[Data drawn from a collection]
## begin
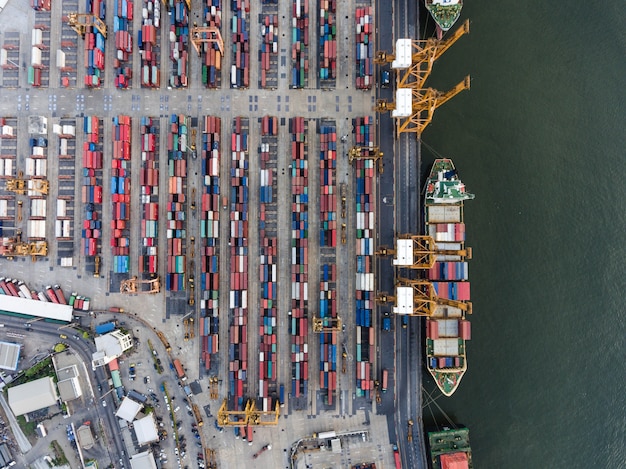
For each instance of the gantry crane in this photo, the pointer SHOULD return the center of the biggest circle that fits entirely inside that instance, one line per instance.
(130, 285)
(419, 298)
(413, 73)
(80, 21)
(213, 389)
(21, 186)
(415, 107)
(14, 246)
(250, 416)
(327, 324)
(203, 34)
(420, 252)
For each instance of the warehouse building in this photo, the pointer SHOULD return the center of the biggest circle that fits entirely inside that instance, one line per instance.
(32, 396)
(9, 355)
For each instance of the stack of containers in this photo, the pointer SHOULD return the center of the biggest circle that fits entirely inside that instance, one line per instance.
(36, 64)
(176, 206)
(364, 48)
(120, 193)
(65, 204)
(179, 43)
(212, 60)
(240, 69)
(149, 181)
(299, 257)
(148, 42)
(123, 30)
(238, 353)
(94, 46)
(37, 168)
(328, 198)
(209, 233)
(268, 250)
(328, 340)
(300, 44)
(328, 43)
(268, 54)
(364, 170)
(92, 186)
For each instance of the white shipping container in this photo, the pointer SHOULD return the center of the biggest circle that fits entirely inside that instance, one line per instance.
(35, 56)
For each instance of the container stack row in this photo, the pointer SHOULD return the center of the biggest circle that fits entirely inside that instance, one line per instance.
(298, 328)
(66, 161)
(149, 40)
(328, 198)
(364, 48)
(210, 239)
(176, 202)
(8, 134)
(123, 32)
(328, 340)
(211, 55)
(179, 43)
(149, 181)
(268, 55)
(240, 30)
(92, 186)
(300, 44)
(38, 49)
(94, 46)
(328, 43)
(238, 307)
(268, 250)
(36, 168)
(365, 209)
## end
## begin
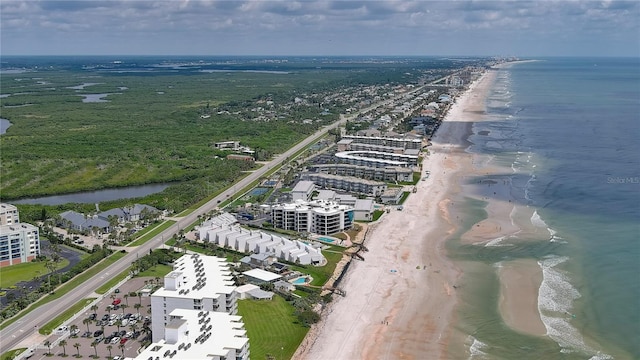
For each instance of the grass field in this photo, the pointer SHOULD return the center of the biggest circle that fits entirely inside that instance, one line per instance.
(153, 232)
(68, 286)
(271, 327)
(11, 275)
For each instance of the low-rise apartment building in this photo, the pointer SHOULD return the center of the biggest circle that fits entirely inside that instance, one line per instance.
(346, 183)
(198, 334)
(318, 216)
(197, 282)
## end
- _The exercise_
List each line of the items above that contains the word "apartment".

- _Answer to the problem_
For each instance of the low-rise apartment building in this photo, the pointer SHOULD return the center of the biggest circle that fits entirely inside that instance, one line per instance.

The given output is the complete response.